--- START Exercise input ---

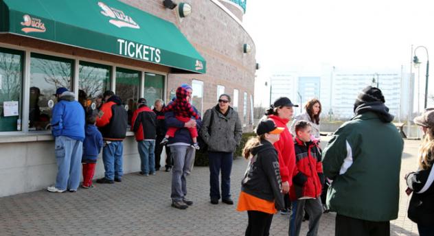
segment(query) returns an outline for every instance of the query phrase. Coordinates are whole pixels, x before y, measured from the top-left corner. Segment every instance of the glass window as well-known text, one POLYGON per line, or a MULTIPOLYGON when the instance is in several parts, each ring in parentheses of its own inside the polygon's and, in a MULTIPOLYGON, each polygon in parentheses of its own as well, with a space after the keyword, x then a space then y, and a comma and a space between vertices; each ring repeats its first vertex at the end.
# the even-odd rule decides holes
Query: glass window
POLYGON ((192 88, 193 88, 192 103, 202 115, 203 114, 203 82, 193 80, 192 88))
POLYGON ((80 62, 78 68, 78 102, 89 107, 95 103, 101 105, 102 93, 110 90, 111 67, 100 64, 80 62))
POLYGON ((222 85, 217 85, 217 99, 220 97, 220 95, 225 93, 225 86, 222 85))
POLYGON ((0 49, 0 131, 21 130, 23 53, 0 49))
POLYGON ((71 91, 73 60, 38 54, 30 57, 29 130, 48 130, 53 105, 57 102, 56 89, 65 87, 71 91))
POLYGON ((233 110, 238 111, 238 90, 233 89, 233 110))
POLYGON ((137 108, 140 96, 140 72, 126 69, 116 69, 115 93, 122 100, 128 114, 128 124, 131 123, 133 113, 137 108))
POLYGON ((244 93, 244 104, 243 104, 243 115, 242 115, 242 117, 243 117, 243 123, 244 124, 244 126, 246 126, 246 124, 247 123, 247 93, 244 93))
POLYGON ((148 102, 148 106, 151 107, 157 99, 163 99, 164 75, 145 73, 144 97, 148 102))

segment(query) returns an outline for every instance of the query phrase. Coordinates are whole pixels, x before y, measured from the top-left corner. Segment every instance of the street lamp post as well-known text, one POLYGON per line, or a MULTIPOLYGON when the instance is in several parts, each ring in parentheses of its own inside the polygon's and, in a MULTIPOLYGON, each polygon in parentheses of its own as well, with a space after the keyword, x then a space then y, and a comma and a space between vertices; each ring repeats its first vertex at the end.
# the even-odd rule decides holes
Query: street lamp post
MULTIPOLYGON (((429 76, 429 56, 428 56, 428 49, 426 49, 426 47, 424 46, 416 47, 416 48, 414 49, 414 58, 413 59, 413 62, 415 64, 419 64, 421 63, 419 61, 419 58, 416 56, 416 50, 418 50, 418 49, 420 47, 424 49, 425 51, 426 52, 426 73, 425 73, 425 102, 424 103, 424 108, 426 108, 426 104, 427 104, 427 100, 428 100, 428 76, 429 76)), ((419 105, 418 104, 418 106, 419 105)))

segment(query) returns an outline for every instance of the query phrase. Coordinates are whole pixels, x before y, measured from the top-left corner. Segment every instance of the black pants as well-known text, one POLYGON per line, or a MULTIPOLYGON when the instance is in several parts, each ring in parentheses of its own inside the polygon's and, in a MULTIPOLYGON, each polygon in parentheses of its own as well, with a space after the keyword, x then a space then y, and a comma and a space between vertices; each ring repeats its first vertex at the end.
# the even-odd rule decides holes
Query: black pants
POLYGON ((246 236, 269 236, 273 214, 262 211, 247 211, 249 224, 246 236))
POLYGON ((372 222, 336 215, 335 236, 389 236, 390 222, 372 222))
MULTIPOLYGON (((155 139, 155 169, 159 169, 160 166, 160 157, 161 156, 161 152, 163 152, 163 146, 160 145, 160 143, 164 138, 163 136, 157 136, 155 139)), ((172 167, 173 161, 172 160, 172 155, 170 155, 170 148, 165 147, 165 167, 172 167)))

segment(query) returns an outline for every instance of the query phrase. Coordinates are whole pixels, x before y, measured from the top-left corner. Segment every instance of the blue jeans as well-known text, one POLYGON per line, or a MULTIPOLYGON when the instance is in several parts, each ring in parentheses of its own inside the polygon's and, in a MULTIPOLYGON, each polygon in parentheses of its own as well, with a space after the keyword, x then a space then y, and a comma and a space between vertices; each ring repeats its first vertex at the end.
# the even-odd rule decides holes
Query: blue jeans
POLYGON ((233 153, 208 152, 209 158, 209 197, 220 199, 218 176, 222 172, 222 198, 231 198, 231 170, 232 169, 233 153))
POLYGON ((196 150, 189 145, 170 146, 173 158, 172 168, 172 194, 170 198, 175 202, 182 201, 187 195, 187 171, 194 160, 196 150))
POLYGON ((155 140, 142 140, 137 143, 140 154, 140 169, 145 174, 155 172, 155 140))
POLYGON ((57 162, 56 188, 77 190, 81 174, 83 143, 66 136, 58 136, 55 138, 54 146, 57 162))
POLYGON ((104 177, 113 180, 115 178, 122 177, 122 152, 124 143, 122 141, 112 141, 106 143, 102 150, 102 161, 106 172, 104 177))

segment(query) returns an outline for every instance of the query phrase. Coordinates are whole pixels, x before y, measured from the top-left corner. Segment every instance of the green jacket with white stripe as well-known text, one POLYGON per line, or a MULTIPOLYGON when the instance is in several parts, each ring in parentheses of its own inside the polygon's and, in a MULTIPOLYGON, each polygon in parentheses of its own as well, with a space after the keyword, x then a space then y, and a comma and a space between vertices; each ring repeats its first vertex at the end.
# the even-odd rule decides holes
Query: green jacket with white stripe
POLYGON ((396 219, 403 145, 396 126, 373 112, 342 125, 323 152, 324 175, 333 180, 330 211, 372 222, 396 219))

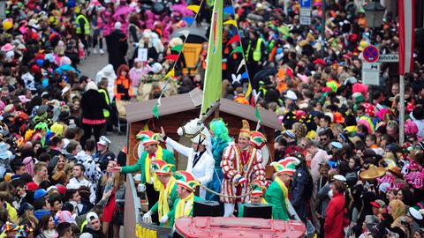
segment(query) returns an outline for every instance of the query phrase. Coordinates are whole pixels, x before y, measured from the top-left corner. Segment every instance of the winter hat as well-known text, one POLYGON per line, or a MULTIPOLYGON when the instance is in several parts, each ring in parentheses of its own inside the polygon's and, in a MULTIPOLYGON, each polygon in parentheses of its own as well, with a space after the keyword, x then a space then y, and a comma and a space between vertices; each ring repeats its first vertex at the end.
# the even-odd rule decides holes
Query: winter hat
POLYGON ((2 51, 8 52, 8 51, 13 50, 14 48, 15 48, 15 46, 13 46, 11 43, 7 43, 7 44, 4 45, 0 49, 2 51))
POLYGON ((288 90, 287 93, 285 93, 284 98, 290 99, 290 100, 298 100, 298 96, 292 90, 288 90))
POLYGON ((95 90, 95 91, 98 90, 97 86, 96 86, 95 83, 93 82, 93 81, 89 81, 89 82, 87 84, 87 86, 86 86, 86 91, 88 91, 88 90, 90 90, 90 89, 93 89, 93 90, 95 90))
POLYGON ((102 136, 102 137, 100 137, 99 142, 97 142, 97 144, 102 145, 106 146, 106 147, 109 147, 109 146, 110 146, 111 142, 105 136, 102 136))
POLYGON ((116 30, 120 30, 120 29, 121 29, 121 26, 122 26, 122 23, 120 23, 119 21, 115 22, 115 25, 113 26, 113 27, 114 27, 116 30))

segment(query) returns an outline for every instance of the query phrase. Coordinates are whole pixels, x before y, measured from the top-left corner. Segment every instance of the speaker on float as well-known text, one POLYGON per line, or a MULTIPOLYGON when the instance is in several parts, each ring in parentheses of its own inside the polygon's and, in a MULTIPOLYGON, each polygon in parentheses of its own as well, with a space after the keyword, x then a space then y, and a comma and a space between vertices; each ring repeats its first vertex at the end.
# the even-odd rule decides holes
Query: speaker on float
POLYGON ((198 201, 193 205, 193 217, 222 217, 222 205, 216 201, 198 201))
POLYGON ((272 218, 272 206, 263 204, 245 204, 245 218, 272 218))

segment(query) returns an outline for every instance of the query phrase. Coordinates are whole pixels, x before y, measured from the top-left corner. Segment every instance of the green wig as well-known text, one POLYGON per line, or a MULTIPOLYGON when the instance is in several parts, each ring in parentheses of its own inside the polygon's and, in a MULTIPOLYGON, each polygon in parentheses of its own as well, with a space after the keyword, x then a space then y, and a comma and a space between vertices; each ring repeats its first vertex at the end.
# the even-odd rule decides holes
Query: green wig
POLYGON ((210 130, 214 133, 212 141, 230 142, 232 138, 228 134, 228 128, 222 118, 214 119, 209 123, 210 130))

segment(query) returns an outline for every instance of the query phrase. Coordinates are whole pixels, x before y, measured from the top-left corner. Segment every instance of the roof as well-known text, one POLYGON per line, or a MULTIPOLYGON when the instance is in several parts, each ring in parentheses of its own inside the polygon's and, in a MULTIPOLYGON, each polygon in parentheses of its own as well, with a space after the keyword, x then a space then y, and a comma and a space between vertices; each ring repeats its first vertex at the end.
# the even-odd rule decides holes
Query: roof
MULTIPOLYGON (((160 115, 166 115, 178 112, 184 112, 200 108, 203 92, 199 88, 194 88, 190 93, 178 94, 163 98, 161 106, 158 107, 160 115)), ((153 117, 152 108, 155 107, 157 100, 149 100, 138 101, 129 104, 125 107, 126 120, 128 123, 148 120, 153 117)), ((245 118, 253 122, 257 122, 255 109, 249 105, 244 105, 228 99, 220 100, 219 111, 228 113, 245 118)), ((275 112, 259 108, 259 113, 262 121, 261 124, 275 129, 281 130, 281 123, 278 123, 277 115, 275 112)))

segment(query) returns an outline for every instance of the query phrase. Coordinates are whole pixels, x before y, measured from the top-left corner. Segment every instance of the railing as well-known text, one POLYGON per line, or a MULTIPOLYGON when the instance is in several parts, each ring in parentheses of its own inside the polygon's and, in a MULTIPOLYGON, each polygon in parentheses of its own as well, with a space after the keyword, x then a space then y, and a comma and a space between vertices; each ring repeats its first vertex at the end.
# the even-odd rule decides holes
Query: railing
POLYGON ((136 237, 137 224, 140 221, 140 211, 141 211, 141 205, 139 197, 137 197, 134 179, 132 174, 127 174, 125 183, 125 212, 124 213, 125 237, 136 237))
POLYGON ((125 237, 168 238, 171 228, 159 227, 141 221, 141 203, 137 195, 132 174, 126 175, 125 212, 124 214, 125 237))

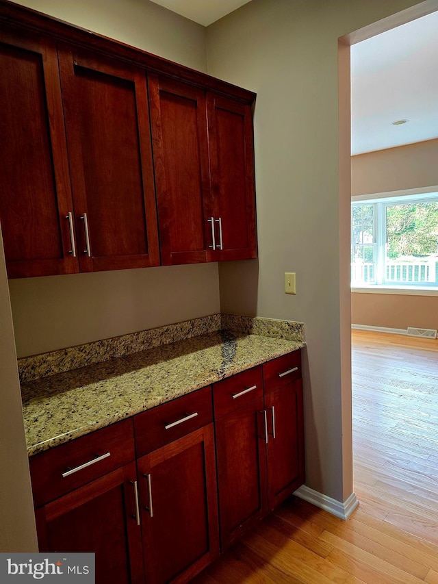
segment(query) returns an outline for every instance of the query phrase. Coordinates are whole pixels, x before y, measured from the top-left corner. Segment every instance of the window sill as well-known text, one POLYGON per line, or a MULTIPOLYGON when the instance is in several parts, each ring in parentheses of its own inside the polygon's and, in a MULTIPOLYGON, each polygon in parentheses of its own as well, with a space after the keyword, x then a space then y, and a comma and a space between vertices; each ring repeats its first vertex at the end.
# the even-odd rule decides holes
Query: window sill
POLYGON ((353 294, 407 294, 408 296, 438 296, 438 288, 428 286, 420 288, 394 288, 394 286, 374 285, 366 287, 351 287, 353 294))

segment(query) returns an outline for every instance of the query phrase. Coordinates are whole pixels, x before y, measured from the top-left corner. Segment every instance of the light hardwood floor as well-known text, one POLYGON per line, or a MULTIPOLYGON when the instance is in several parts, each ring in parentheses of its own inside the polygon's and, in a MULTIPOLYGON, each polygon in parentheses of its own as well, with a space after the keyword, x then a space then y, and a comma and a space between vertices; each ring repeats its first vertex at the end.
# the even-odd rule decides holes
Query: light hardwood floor
POLYGON ((438 584, 438 340, 352 332, 346 522, 291 498, 194 581, 438 584))

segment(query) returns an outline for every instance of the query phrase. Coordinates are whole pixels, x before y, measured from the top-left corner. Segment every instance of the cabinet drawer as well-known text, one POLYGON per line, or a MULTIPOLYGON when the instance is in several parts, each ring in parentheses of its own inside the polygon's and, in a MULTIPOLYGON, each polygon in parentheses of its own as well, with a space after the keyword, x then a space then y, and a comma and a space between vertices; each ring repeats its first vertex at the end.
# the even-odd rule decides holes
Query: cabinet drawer
POLYGON ((29 459, 35 507, 135 459, 132 419, 96 430, 29 459))
POLYGON ((213 421, 210 386, 134 416, 137 456, 143 456, 213 421))
POLYGON ((294 351, 263 366, 265 393, 268 394, 301 377, 301 351, 294 351))
POLYGON ((213 386, 214 418, 217 420, 263 396, 261 366, 237 373, 213 386))

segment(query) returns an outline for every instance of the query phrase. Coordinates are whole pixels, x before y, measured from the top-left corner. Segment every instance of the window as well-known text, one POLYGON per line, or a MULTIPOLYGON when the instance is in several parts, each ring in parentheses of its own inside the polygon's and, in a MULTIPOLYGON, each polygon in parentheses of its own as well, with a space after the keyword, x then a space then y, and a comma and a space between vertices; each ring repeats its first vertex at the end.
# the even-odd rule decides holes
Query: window
POLYGON ((438 286, 438 194, 351 205, 351 285, 438 286))

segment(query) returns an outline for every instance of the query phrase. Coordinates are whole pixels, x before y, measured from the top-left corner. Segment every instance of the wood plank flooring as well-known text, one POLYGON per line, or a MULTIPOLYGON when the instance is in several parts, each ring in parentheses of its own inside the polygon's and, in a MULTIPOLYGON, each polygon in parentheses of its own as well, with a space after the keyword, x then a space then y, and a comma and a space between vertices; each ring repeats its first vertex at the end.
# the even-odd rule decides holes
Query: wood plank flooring
POLYGON ((355 491, 291 498, 193 582, 438 584, 438 340, 352 332, 355 491))

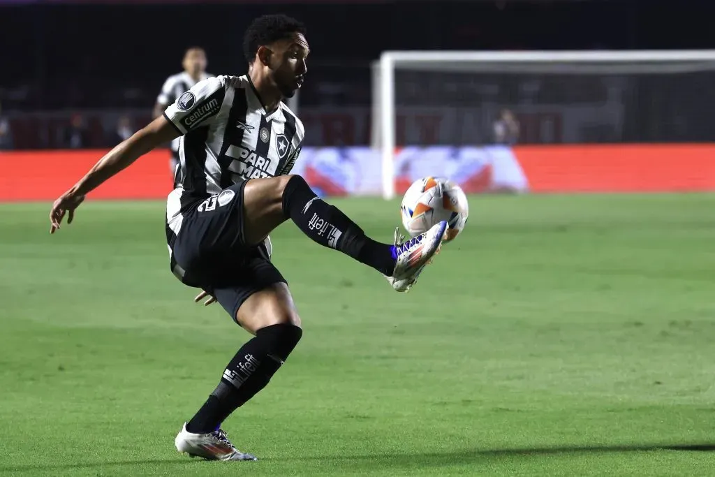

--- END Exercise input ---

Written exercise -
Reproduce the records word for word, starting at the line that contains "the window as" and ending at the end of the records, with both ends included. Leave the pictures out of your answer.

Exercise solution -
segment(query) returns an outline for every instance of the query phrase. Coordinates are whole pixels, x before y, measured from the top-left corner. Segment every instance of the window as well-known text, one POLYGON per line, or a MULTIPOLYGON when the instance is in several parts, each ring in parentheses of its own inside the polygon's and, in a MULTIPOLYGON, each polygon in parentheses of its own as well, with a space after the keyword, x then a space then y, and a comma and a space between vertices; each ring repeats its first vertex at the end.
# the even-odd rule decides holes
Query: window
POLYGON ((438 286, 438 194, 351 205, 351 285, 438 286))

segment(query) returns an outline for every instance of the query phrase. Coordinates are whole pixels, x before y, measured from the top-left corner. Segment every instance of the wood plank flooring as well-known text, one POLYGON per line, or a MULTIPOLYGON when the instance is in several parts, each ring in parentheses of its own inside the polygon's and, in a MULTIPOLYGON, each polygon in parentheses of its own as well, with a space after the keyword, x then a space then y, and a comma and a space between vertices; each ring repeats its first vertex at the end.
# the even-odd rule decides holes
Query: wood plank flooring
POLYGON ((355 491, 291 498, 193 582, 438 584, 438 340, 352 332, 355 491))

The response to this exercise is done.